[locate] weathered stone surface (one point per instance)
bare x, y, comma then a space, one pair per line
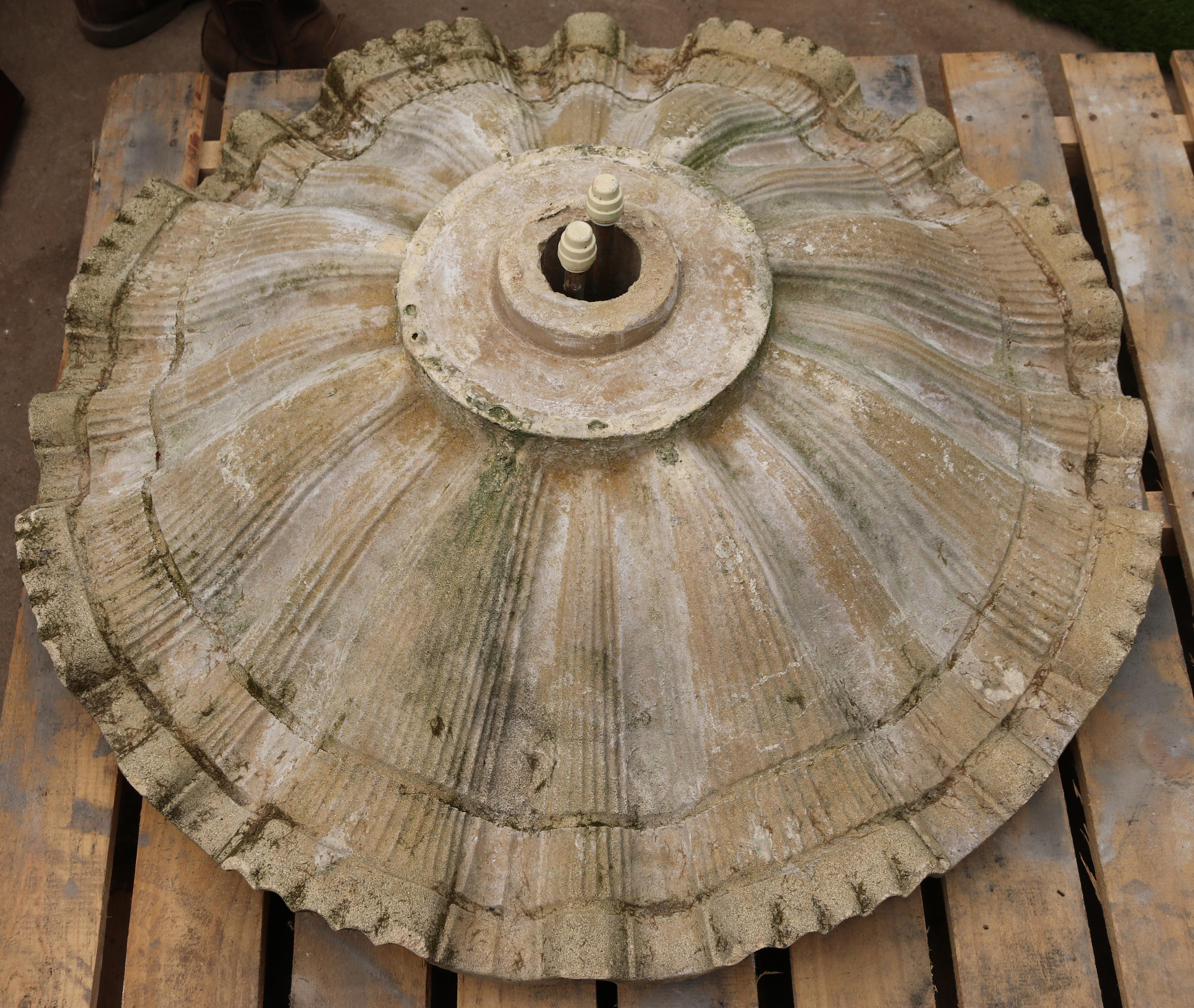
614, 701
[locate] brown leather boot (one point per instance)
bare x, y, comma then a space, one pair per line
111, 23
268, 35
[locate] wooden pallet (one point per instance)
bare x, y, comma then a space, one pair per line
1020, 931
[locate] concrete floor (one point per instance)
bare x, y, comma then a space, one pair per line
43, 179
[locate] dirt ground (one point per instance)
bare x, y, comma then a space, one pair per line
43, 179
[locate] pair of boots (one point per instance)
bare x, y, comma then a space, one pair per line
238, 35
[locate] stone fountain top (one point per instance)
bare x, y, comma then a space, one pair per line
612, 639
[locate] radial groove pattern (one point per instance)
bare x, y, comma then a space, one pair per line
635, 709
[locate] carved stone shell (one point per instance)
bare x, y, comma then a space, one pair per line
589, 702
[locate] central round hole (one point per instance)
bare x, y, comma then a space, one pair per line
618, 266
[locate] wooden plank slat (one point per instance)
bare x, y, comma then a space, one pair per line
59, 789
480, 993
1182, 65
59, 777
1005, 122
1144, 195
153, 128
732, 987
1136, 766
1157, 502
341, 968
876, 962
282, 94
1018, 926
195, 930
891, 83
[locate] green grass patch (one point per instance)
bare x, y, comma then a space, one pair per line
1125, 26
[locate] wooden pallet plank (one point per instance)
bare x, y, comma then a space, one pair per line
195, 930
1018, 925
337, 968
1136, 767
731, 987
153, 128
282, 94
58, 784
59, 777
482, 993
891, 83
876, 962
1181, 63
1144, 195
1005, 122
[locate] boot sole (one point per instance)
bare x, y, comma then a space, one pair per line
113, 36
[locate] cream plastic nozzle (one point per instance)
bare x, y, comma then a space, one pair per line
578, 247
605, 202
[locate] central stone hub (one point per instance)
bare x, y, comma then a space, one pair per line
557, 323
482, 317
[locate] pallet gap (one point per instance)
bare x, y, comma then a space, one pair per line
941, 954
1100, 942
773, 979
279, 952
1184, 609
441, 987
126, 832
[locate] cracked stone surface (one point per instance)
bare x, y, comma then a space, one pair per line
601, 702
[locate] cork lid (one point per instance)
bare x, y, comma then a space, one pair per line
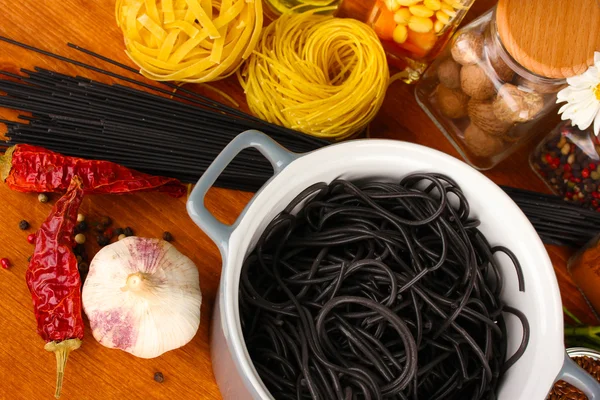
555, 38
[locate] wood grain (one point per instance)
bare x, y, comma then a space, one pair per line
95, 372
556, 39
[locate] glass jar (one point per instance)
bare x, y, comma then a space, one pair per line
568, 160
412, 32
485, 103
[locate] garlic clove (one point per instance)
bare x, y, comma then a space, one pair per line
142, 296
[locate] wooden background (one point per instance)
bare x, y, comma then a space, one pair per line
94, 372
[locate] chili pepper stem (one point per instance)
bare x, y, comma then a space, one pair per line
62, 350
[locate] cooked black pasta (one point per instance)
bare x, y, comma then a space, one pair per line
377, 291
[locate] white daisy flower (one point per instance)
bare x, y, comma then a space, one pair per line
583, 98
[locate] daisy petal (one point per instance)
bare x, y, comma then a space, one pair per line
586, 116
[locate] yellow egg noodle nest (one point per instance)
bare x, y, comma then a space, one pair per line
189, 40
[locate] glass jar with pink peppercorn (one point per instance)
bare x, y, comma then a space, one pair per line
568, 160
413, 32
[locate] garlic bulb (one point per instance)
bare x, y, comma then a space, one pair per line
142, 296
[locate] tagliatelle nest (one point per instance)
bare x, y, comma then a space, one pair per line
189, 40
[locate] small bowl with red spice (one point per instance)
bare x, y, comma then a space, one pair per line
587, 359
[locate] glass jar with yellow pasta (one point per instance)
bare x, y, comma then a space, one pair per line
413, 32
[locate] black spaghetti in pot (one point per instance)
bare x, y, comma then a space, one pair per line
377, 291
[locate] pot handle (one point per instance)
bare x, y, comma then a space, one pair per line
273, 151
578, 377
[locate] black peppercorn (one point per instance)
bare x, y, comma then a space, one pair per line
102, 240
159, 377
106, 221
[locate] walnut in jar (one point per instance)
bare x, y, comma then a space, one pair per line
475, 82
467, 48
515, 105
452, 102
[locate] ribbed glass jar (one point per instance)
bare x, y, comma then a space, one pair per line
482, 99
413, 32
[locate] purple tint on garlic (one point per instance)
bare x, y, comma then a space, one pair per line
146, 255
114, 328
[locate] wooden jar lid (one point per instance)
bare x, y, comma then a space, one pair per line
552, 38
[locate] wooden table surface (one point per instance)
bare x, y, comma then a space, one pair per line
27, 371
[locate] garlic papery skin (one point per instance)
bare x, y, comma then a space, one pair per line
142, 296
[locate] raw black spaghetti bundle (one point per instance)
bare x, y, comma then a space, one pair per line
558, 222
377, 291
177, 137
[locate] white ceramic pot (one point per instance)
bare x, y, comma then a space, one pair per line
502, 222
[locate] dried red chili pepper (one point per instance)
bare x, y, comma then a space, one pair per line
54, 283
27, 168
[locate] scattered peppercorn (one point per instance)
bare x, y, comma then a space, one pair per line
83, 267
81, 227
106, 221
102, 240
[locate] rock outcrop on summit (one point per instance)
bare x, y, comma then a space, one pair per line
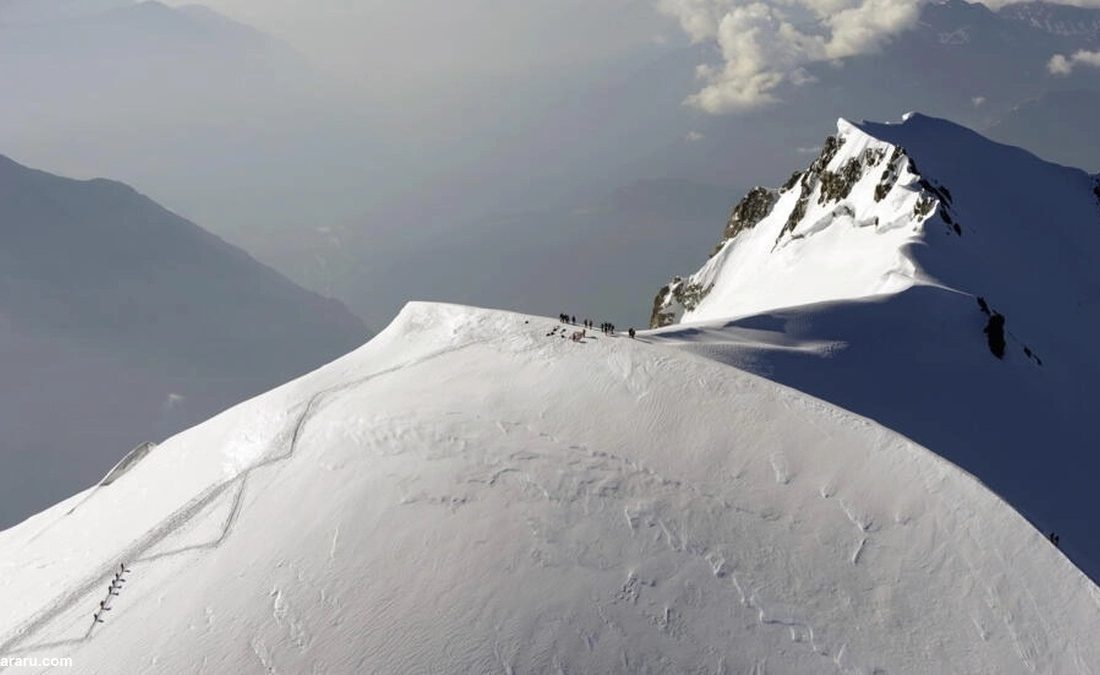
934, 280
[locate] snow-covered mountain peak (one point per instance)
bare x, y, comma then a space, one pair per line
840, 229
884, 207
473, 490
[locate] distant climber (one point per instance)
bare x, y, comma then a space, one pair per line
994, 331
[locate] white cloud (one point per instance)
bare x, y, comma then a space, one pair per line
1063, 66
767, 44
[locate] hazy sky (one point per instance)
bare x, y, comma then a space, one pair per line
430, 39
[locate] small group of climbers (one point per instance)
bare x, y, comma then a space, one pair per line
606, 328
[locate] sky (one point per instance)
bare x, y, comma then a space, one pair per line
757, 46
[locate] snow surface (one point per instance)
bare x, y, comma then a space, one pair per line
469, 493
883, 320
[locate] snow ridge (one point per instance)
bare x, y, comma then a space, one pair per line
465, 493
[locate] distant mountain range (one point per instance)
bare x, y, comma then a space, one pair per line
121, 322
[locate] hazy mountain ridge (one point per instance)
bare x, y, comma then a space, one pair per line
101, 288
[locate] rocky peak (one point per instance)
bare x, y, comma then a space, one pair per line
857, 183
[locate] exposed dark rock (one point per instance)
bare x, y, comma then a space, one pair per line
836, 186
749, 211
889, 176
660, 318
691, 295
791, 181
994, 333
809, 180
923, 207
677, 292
┄┄┄┄┄┄┄┄┄┄
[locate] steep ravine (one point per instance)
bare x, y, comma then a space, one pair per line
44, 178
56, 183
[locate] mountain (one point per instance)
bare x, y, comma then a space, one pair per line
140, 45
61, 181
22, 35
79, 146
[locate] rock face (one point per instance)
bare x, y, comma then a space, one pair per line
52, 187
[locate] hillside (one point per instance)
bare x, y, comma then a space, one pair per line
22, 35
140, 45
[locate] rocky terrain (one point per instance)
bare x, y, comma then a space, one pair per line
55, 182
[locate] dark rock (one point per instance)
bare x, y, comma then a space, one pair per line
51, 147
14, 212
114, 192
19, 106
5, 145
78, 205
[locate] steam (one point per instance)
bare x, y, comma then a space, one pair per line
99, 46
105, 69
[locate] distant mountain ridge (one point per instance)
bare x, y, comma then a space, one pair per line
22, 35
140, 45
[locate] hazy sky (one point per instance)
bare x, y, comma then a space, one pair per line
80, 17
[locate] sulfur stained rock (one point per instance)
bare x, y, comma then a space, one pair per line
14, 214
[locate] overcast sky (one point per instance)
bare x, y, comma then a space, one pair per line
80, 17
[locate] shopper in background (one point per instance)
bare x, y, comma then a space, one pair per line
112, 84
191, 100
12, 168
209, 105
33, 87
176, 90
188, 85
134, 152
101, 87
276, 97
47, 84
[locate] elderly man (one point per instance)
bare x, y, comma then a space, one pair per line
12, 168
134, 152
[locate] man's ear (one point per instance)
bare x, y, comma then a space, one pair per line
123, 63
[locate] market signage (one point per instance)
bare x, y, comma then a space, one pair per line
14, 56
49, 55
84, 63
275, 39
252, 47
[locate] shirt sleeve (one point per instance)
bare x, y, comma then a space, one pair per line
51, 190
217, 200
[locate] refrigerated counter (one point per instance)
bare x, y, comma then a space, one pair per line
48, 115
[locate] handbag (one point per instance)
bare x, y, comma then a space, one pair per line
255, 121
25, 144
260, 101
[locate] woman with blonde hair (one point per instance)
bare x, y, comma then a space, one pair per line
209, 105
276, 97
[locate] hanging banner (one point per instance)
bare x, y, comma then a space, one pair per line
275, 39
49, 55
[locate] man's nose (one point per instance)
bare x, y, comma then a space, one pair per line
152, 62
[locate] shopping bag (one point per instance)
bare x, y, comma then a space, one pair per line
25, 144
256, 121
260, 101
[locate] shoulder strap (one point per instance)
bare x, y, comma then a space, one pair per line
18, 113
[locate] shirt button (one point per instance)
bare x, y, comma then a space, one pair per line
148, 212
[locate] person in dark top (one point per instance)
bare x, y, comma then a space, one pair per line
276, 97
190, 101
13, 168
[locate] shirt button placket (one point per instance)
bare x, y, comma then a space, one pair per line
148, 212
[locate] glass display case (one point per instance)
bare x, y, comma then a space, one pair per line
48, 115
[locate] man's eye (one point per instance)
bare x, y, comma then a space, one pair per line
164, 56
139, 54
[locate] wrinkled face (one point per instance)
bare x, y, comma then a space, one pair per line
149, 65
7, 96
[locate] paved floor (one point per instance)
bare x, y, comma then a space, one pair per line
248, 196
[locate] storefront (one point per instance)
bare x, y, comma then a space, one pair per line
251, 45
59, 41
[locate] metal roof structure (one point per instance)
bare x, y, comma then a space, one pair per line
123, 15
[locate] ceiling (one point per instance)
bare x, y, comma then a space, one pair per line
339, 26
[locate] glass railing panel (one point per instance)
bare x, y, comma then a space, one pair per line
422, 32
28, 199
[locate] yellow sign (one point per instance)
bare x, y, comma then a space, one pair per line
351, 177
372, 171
┄┄┄┄┄┄┄┄┄┄
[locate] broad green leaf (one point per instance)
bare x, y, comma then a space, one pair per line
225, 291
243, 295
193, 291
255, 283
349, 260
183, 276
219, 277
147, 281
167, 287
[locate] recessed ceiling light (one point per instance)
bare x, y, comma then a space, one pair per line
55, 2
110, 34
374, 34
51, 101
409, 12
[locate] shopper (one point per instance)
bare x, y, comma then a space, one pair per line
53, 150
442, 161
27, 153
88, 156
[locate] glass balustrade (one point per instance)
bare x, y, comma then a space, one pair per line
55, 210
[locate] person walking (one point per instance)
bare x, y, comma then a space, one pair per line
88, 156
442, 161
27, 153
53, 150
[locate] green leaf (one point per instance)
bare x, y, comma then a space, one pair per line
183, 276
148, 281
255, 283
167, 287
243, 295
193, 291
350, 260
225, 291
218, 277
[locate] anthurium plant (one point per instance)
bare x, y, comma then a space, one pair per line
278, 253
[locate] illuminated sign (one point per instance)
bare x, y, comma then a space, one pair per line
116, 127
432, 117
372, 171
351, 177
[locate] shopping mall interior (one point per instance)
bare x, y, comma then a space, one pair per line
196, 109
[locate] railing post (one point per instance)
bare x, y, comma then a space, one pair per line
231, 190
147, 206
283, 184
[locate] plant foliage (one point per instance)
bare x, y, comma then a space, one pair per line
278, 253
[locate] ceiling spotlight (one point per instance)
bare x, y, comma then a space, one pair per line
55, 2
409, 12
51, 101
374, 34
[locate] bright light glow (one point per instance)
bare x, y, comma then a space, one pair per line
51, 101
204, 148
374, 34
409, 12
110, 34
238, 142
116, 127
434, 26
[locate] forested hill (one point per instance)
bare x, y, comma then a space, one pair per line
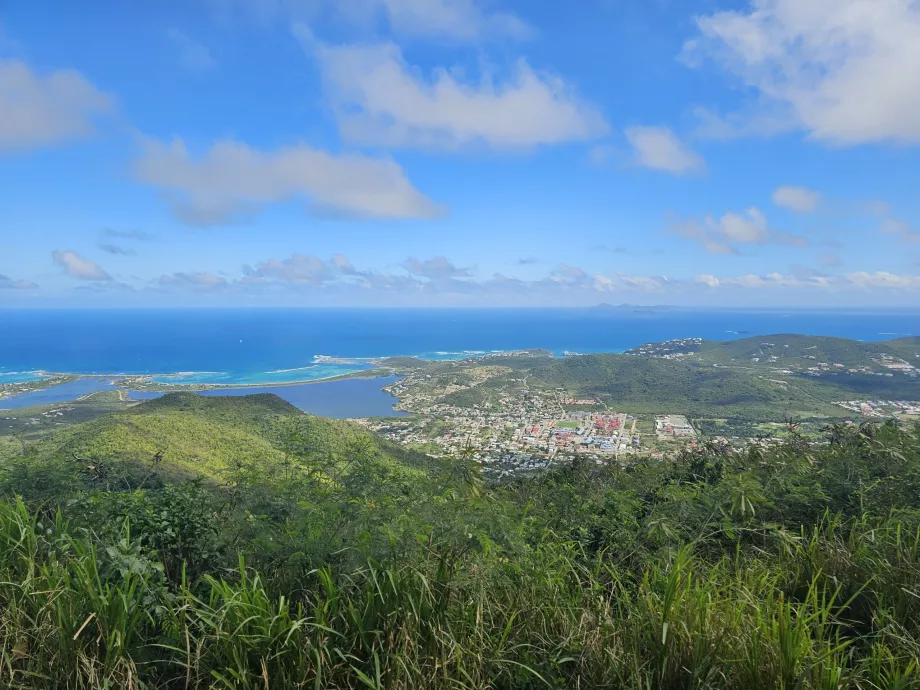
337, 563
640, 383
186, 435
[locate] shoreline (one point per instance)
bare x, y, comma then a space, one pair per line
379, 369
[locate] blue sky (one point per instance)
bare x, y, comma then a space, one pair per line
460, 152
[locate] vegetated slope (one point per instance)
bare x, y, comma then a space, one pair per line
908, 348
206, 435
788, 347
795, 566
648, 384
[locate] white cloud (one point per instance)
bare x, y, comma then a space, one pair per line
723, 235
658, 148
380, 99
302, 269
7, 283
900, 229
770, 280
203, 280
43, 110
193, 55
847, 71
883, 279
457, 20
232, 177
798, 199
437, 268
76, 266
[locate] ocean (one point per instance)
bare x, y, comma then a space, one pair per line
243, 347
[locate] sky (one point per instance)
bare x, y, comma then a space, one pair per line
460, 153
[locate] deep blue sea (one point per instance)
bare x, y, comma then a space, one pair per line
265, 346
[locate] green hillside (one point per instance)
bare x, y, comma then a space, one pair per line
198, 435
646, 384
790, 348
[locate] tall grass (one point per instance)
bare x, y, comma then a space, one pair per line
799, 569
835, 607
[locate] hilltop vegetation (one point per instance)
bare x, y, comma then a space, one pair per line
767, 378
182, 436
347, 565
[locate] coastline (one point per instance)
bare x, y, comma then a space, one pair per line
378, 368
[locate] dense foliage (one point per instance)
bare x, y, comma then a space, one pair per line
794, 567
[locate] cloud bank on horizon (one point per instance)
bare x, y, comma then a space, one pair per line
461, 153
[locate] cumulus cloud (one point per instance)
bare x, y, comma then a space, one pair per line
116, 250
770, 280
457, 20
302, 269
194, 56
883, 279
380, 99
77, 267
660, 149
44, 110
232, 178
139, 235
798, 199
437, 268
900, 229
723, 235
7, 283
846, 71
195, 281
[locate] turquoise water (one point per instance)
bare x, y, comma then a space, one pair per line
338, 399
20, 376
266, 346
┄┄┄┄┄┄┄┄┄┄
### STATED TASK
Collect every line in the three blocks above that contains the word "button", and copy each one.

### SOLUTION
[locate] shirt button (one point per instance)
[locate] shirt button placket (one point per instance)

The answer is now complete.